[Records from a collection]
==============================

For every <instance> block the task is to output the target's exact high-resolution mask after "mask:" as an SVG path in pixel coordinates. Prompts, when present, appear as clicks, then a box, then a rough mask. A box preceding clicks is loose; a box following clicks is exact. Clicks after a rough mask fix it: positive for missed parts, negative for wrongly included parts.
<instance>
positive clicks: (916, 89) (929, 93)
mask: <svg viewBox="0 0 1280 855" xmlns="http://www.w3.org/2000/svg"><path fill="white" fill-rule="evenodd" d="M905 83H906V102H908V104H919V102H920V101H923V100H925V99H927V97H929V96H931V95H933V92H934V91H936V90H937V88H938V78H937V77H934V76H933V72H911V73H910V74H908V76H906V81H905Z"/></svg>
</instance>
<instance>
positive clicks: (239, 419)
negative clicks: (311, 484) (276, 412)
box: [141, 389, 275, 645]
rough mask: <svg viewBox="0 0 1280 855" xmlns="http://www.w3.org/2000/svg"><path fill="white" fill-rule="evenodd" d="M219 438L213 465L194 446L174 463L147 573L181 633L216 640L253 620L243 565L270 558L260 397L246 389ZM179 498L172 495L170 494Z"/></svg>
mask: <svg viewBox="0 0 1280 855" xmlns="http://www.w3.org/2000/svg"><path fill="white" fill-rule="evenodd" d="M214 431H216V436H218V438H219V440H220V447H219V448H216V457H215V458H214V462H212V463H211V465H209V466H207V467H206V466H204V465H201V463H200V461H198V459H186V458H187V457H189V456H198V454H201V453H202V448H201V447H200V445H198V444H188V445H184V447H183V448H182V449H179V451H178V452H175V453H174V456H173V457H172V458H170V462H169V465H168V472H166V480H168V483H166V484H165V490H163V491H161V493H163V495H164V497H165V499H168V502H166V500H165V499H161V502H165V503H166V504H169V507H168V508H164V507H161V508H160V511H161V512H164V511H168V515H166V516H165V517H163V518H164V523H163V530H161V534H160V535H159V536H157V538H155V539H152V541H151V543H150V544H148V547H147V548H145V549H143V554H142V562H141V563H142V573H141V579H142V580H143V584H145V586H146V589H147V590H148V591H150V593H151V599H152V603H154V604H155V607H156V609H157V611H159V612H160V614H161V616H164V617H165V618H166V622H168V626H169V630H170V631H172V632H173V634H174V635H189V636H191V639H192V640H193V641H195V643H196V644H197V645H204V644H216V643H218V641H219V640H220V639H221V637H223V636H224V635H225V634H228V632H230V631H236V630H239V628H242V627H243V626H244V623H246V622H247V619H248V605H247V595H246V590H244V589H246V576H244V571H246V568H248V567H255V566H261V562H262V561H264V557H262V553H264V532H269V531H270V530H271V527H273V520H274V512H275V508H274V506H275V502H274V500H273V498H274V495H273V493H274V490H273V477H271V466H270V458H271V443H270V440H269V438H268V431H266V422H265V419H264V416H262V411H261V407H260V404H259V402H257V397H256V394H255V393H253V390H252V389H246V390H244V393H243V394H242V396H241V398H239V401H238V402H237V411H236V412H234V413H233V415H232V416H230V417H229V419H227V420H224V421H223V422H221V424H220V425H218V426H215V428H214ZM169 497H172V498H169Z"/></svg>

==============================

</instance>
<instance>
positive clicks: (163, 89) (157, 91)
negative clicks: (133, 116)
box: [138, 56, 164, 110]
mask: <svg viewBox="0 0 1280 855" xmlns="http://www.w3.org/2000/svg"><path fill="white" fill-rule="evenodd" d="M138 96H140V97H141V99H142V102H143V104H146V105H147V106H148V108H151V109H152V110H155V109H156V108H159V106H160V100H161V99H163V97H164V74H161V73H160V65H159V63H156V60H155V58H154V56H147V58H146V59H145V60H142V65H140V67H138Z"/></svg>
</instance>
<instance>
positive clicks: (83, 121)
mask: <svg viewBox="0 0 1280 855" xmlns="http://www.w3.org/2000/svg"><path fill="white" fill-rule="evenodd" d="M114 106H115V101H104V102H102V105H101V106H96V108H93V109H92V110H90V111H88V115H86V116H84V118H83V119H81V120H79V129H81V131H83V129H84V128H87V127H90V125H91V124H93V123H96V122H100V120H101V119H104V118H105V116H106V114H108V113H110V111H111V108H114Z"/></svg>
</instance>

==============================

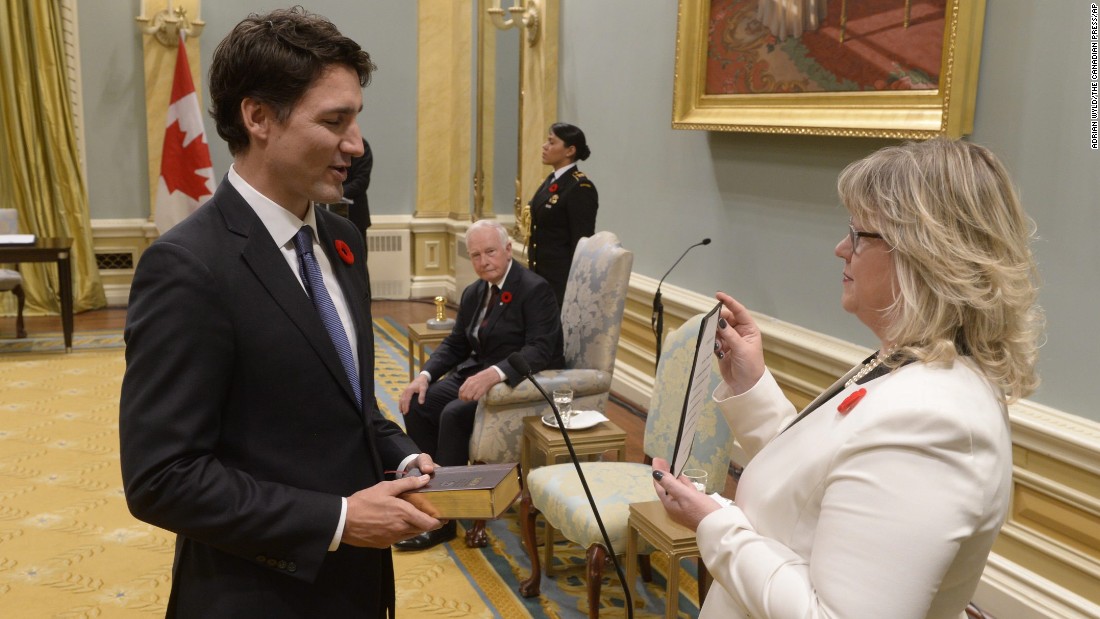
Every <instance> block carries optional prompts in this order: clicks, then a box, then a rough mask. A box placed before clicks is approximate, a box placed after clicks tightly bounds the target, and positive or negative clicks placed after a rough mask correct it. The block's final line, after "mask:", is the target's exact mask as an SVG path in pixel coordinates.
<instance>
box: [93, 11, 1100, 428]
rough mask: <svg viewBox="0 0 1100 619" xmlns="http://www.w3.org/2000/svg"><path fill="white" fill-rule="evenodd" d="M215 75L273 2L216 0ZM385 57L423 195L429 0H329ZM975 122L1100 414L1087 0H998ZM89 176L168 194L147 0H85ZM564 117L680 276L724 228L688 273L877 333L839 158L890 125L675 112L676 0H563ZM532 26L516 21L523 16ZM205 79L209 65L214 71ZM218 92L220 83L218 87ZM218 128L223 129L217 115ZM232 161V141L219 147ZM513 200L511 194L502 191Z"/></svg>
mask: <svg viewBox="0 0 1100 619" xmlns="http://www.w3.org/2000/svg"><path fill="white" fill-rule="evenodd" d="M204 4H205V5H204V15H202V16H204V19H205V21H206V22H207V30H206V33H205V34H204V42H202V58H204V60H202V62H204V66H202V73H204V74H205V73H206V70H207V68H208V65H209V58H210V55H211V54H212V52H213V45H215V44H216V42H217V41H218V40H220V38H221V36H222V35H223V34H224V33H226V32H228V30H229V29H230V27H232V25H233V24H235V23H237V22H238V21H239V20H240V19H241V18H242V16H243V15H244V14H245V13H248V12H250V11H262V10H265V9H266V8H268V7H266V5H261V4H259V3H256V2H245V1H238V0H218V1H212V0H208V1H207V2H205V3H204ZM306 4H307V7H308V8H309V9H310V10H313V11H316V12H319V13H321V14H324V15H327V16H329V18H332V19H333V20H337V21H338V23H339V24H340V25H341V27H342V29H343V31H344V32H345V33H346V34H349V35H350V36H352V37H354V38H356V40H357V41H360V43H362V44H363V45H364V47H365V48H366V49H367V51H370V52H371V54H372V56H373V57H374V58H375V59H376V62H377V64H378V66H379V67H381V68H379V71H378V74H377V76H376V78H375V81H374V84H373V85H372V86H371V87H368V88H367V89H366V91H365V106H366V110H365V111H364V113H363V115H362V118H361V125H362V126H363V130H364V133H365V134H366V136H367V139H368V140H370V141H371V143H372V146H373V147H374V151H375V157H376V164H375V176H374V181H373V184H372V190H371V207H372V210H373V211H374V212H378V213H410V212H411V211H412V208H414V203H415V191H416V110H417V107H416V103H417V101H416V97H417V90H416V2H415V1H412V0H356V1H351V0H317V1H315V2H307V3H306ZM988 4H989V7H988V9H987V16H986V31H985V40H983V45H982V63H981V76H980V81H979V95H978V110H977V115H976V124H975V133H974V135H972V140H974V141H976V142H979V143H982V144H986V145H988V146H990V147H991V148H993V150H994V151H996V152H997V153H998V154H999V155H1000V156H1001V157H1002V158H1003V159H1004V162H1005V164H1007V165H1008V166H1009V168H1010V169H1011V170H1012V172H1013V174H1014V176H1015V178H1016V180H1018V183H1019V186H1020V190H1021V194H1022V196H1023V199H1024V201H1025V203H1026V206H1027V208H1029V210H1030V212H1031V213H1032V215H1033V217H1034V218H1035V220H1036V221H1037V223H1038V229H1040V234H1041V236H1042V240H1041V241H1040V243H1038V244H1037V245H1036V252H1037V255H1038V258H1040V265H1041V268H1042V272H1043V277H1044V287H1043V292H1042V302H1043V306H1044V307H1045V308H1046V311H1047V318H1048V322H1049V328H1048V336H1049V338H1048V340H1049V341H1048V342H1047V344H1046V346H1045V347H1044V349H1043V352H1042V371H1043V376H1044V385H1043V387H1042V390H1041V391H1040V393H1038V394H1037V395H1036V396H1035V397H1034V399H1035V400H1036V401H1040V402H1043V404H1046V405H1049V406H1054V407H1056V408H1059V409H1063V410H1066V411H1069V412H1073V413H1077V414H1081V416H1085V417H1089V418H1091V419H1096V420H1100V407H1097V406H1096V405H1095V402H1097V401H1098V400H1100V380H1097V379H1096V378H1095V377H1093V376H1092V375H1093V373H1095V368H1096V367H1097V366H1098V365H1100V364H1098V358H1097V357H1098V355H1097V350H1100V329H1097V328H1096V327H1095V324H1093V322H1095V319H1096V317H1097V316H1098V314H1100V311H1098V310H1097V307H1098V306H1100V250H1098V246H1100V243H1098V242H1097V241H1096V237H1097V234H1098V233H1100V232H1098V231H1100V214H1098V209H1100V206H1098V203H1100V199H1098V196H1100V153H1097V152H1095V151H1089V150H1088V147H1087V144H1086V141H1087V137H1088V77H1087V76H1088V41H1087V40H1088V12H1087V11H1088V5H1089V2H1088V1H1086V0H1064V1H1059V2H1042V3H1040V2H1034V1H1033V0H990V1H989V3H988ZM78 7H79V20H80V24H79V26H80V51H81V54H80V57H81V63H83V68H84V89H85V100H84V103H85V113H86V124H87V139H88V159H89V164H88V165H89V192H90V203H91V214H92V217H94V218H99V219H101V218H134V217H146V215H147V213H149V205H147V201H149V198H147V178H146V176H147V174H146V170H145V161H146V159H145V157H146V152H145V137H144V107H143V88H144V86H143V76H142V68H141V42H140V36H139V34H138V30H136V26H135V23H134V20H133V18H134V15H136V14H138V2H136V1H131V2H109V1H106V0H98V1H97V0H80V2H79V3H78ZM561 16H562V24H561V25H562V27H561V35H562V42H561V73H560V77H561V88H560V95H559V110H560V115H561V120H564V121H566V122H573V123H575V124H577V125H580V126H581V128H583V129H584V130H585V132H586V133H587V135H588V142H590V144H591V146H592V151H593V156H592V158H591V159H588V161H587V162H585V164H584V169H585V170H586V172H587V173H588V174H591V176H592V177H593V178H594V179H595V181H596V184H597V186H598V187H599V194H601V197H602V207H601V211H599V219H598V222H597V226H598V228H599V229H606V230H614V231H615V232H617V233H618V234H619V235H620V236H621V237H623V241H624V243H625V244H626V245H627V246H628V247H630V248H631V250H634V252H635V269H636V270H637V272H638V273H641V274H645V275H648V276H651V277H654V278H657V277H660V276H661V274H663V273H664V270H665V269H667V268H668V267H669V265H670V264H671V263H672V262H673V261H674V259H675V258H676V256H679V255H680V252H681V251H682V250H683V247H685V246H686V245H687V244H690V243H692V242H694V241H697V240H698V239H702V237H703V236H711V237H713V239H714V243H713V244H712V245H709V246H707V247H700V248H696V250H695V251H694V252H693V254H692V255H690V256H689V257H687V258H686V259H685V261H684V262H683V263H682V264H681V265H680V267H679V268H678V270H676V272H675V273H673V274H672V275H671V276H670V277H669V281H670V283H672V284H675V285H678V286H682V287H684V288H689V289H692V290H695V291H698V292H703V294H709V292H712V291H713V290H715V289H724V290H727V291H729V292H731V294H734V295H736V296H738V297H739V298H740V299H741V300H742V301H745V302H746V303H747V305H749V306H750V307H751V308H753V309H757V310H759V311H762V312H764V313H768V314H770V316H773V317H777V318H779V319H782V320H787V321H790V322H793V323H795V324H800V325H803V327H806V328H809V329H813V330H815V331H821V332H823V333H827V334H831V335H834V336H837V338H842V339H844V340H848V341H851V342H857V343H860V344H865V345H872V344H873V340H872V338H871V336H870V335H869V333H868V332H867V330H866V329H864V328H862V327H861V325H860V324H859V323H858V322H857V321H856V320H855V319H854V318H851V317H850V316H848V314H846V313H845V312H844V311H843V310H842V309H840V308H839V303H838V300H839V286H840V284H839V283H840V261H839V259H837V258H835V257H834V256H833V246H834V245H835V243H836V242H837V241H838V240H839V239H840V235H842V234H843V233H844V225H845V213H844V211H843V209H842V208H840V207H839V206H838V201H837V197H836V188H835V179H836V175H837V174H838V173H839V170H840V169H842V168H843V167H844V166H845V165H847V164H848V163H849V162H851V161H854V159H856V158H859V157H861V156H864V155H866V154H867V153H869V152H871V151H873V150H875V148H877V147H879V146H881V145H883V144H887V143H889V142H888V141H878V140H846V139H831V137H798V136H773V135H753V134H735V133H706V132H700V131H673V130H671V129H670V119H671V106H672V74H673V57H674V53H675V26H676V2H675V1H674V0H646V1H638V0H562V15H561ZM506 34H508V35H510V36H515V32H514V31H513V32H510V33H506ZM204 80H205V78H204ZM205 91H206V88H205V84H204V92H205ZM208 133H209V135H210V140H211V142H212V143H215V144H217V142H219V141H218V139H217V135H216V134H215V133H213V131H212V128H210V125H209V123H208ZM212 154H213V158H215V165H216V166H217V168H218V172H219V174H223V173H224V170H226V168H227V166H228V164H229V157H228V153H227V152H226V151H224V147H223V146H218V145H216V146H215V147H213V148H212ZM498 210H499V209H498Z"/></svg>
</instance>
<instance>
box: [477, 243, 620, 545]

==============================

- WORK TO BE COMPLETED -
From the data above, output only the lines between the line containing "For every <instance>" and the line containing "box: [141, 389, 275, 645]", inclusive, exactly as written.

- EXERCISE RESULT -
For every <instance> block the task is to output the target's exact high-resolution mask after "mask:" as an SVG path in pixel coordinates. Prompts, when present, appear as clicks, then a box, then a rough mask. A box preceding clicks is loose; a box following clicks is exact. Clicks after a rough mask fix it: positive for missed parts, negative for wrongly included parts.
<instance>
positive clicks: (916, 89) (929, 93)
mask: <svg viewBox="0 0 1280 855" xmlns="http://www.w3.org/2000/svg"><path fill="white" fill-rule="evenodd" d="M905 83H906V102H908V104H919V102H920V101H923V100H925V99H927V97H929V96H931V95H933V92H934V91H936V90H937V88H938V78H937V77H934V76H933V72H911V73H910V74H908V76H906V81H905Z"/></svg>
</instance>
<instance>
positive clicks: (239, 419)
negative clicks: (311, 484) (276, 412)
box: [141, 389, 275, 645]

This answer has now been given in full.